━━━━━ Entries shown ━━━━━

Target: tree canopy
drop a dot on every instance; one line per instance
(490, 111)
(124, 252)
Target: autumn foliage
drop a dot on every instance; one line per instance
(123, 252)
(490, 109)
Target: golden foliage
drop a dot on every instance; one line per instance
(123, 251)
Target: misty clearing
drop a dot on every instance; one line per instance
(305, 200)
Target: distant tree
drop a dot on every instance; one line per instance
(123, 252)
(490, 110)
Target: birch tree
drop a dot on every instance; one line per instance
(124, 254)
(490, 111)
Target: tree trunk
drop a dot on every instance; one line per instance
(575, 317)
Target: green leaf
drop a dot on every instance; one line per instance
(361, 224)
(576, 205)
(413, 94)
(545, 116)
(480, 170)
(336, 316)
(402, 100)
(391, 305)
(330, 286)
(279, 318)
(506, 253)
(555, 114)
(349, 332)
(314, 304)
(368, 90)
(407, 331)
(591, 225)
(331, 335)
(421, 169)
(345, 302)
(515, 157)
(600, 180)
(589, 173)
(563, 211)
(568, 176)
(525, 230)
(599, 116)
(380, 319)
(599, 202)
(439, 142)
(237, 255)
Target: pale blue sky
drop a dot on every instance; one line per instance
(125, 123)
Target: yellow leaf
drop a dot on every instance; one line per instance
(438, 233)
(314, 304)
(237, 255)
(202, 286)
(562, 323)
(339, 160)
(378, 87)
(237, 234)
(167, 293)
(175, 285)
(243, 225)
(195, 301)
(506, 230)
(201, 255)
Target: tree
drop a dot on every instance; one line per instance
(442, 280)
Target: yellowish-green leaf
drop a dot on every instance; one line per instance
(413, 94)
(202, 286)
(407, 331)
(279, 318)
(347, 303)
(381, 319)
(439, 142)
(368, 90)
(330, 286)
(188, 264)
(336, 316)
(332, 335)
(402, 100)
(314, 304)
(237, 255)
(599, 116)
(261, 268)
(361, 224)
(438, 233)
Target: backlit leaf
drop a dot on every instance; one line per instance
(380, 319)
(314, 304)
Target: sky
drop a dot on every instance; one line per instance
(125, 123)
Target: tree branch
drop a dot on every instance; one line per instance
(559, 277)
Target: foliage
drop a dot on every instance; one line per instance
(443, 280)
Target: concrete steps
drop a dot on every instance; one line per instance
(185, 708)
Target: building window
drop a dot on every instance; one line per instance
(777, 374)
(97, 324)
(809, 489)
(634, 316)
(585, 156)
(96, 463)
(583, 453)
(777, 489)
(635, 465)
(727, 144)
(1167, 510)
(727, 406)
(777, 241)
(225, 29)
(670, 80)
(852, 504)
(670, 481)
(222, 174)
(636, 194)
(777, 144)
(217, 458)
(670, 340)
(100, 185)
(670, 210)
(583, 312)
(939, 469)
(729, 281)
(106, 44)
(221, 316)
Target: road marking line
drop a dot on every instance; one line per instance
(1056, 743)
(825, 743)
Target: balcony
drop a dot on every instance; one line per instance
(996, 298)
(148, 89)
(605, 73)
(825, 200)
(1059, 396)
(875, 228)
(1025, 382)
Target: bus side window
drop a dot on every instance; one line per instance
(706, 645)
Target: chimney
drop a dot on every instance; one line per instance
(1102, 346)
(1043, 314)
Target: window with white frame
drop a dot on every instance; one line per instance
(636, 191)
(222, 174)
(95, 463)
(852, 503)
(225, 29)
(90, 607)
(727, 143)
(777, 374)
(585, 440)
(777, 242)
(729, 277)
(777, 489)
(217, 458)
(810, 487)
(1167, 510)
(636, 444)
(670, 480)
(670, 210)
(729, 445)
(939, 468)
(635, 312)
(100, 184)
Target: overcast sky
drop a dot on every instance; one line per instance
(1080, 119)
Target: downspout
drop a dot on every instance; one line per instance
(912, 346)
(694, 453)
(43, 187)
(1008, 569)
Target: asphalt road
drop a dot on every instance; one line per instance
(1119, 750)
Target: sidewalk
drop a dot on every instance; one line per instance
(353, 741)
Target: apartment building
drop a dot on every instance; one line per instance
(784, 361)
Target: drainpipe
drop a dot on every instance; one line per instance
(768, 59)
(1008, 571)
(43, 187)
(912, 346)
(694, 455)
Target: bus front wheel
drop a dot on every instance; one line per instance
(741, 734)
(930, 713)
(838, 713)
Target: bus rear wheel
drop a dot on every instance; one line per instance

━━━━━

Can you render the data above as a Markdown table with the columns "No." and "Line", numbering each row and leaving out any blank lines?

| No. | Line |
|---|---|
| 1 | Target: tree canopy |
| 2 | drop a dot on every instance; one line per instance |
| 3 | (490, 111) |
| 4 | (124, 252) |
| 5 | Target: autumn foliage |
| 6 | drop a dot on every instance; one line per instance |
| 7 | (123, 252) |
| 8 | (490, 109) |
| 9 | Target: golden foliage |
| 10 | drop a dot on every instance; one line per instance |
| 11 | (123, 251) |
| 12 | Target: misty clearing |
| 13 | drop a dot on every instance; one line per instance |
| 14 | (305, 200) |
| 15 | Target: distant tree |
| 16 | drop a dot on every instance; one line per instance |
| 17 | (123, 252) |
| 18 | (490, 110) |
| 19 | Target: birch tree |
| 20 | drop a dot on every instance; one line per instance |
| 21 | (124, 254) |
| 22 | (490, 111) |
| 23 | Target: tree trunk |
| 24 | drop a dot on every instance; one line per instance |
| 25 | (575, 317) |
| 26 | Target: green leaf |
| 27 | drop a dot on every instance; one line per instance |
| 28 | (361, 224) |
| 29 | (576, 205) |
| 30 | (413, 94) |
| 31 | (545, 116) |
| 32 | (480, 170) |
| 33 | (336, 316) |
| 34 | (402, 100) |
| 35 | (391, 305) |
| 36 | (330, 286) |
| 37 | (279, 318) |
| 38 | (506, 253) |
| 39 | (555, 114) |
| 40 | (349, 332) |
| 41 | (314, 304) |
| 42 | (368, 90) |
| 43 | (407, 331) |
| 44 | (591, 225) |
| 45 | (331, 335) |
| 46 | (421, 169) |
| 47 | (345, 302) |
| 48 | (515, 157) |
| 49 | (600, 180) |
| 50 | (589, 173) |
| 51 | (563, 211) |
| 52 | (568, 176) |
| 53 | (525, 230) |
| 54 | (599, 116) |
| 55 | (380, 319) |
| 56 | (599, 202) |
| 57 | (439, 142) |
| 58 | (237, 255) |
| 59 | Target: pale blue sky |
| 60 | drop a dot on every instance; one line per instance |
| 61 | (125, 123) |
| 62 | Target: yellow leaf |
| 63 | drop a dot on every instance; one line per instance |
| 64 | (438, 233) |
| 65 | (314, 304) |
| 66 | (237, 255) |
| 67 | (202, 286) |
| 68 | (562, 323) |
| 69 | (339, 160) |
| 70 | (378, 87) |
| 71 | (237, 234) |
| 72 | (167, 293) |
| 73 | (175, 285) |
| 74 | (243, 225) |
| 75 | (195, 301) |
| 76 | (506, 230) |
| 77 | (201, 255) |
| 78 | Target: tree |
| 79 | drop a dot on every instance; one line per instance |
| 80 | (442, 280) |
| 81 | Target: yellowish-green leaf |
| 82 | drop a dot on every instance; one line per instance |
| 83 | (413, 94) |
| 84 | (202, 286) |
| 85 | (407, 331) |
| 86 | (279, 318) |
| 87 | (347, 303) |
| 88 | (381, 319) |
| 89 | (439, 142) |
| 90 | (368, 90) |
| 91 | (330, 286) |
| 92 | (188, 264) |
| 93 | (336, 316) |
| 94 | (332, 335) |
| 95 | (402, 100) |
| 96 | (314, 304) |
| 97 | (237, 255) |
| 98 | (599, 116) |
| 99 | (261, 268) |
| 100 | (361, 224) |
| 101 | (438, 233) |
| 102 | Target: backlit leaf |
| 103 | drop a dot on every instance; one line per instance |
| 104 | (380, 319) |
| 105 | (314, 304) |
| 106 | Target: sky |
| 107 | drop a dot on every instance; one line per instance |
| 108 | (125, 123) |
| 109 | Target: tree branch |
| 110 | drop a dot on every instance; one line per instance |
| 111 | (559, 277) |
| 112 | Target: foliage |
| 113 | drop a dot on every instance; one line per instance |
| 114 | (443, 280) |
| 115 | Target: concrete steps |
| 116 | drop a dot on every instance; one line per instance |
| 117 | (185, 708) |
| 118 | Target: building window |
| 119 | drop a dot on every instance; one line per instance |
| 120 | (777, 374) |
| 121 | (97, 324) |
| 122 | (809, 489) |
| 123 | (634, 316) |
| 124 | (585, 156) |
| 125 | (96, 463) |
| 126 | (583, 453) |
| 127 | (777, 489) |
| 128 | (635, 465) |
| 129 | (727, 144) |
| 130 | (1167, 510) |
| 131 | (727, 406) |
| 132 | (777, 241) |
| 133 | (225, 29) |
| 134 | (670, 80) |
| 135 | (852, 504) |
| 136 | (670, 481) |
| 137 | (222, 174) |
| 138 | (636, 194) |
| 139 | (777, 144) |
| 140 | (217, 458) |
| 141 | (670, 340) |
| 142 | (100, 185) |
| 143 | (670, 210) |
| 144 | (583, 312) |
| 145 | (939, 469) |
| 146 | (729, 281) |
| 147 | (106, 44) |
| 148 | (221, 316) |
| 149 | Target: road marking line |
| 150 | drop a dot on every instance; one line per instance |
| 151 | (1056, 743) |
| 152 | (825, 743) |
| 153 | Target: balcony |
| 154 | drop a dot on every instance; one line per instance |
| 155 | (996, 298) |
| 156 | (148, 89) |
| 157 | (605, 73) |
| 158 | (825, 200) |
| 159 | (1059, 396) |
| 160 | (875, 228) |
| 161 | (1025, 382) |
| 162 | Target: bus side window |
| 163 | drop a dot on every instance; one line per instance |
| 164 | (706, 645) |
| 165 | Target: chimney |
| 166 | drop a dot on every instance; one line per instance |
| 167 | (1102, 346) |
| 168 | (1043, 314) |
| 169 | Target: window with white frame |
| 170 | drop a dot on every instance; one line per instance |
| 171 | (636, 191) |
| 172 | (222, 174) |
| 173 | (95, 463) |
| 174 | (852, 503) |
| 175 | (225, 29) |
| 176 | (90, 607) |
| 177 | (727, 143) |
| 178 | (777, 374) |
| 179 | (585, 440) |
| 180 | (777, 242) |
| 181 | (729, 277) |
| 182 | (777, 489) |
| 183 | (217, 458) |
| 184 | (810, 487) |
| 185 | (1167, 510) |
| 186 | (636, 444) |
| 187 | (670, 480) |
| 188 | (670, 210) |
| 189 | (729, 445) |
| 190 | (939, 468) |
| 191 | (635, 312) |
| 192 | (100, 184) |
| 193 | Target: overcast sky |
| 194 | drop a dot on every instance; one line per instance |
| 195 | (1080, 119) |
| 196 | Target: downspout |
| 197 | drop a dot on every instance; one line per instance |
| 198 | (912, 346) |
| 199 | (694, 453) |
| 200 | (43, 187) |
| 201 | (1008, 569) |
| 202 | Target: asphalt road |
| 203 | drop a dot on every instance; one line per instance |
| 204 | (1119, 750) |
| 205 | Target: sidewalk |
| 206 | drop a dot on every instance; one line per instance |
| 207 | (353, 741) |
| 208 | Target: apartment building |
| 209 | drop a dot on every instance; one line per instance |
| 210 | (784, 361) |
| 211 | Target: drainpipe |
| 212 | drop a dot on every instance; one line per instance |
| 213 | (768, 59) |
| 214 | (1008, 571) |
| 215 | (43, 187) |
| 216 | (912, 346) |
| 217 | (694, 455) |
| 218 | Target: bus front wheel |
| 219 | drop a dot on every instance; one line per instance |
| 220 | (741, 734) |
| 221 | (930, 713) |
| 222 | (838, 713) |
| 223 | Target: bus rear wheel |
| 224 | drop a dot on every instance; one line per instance |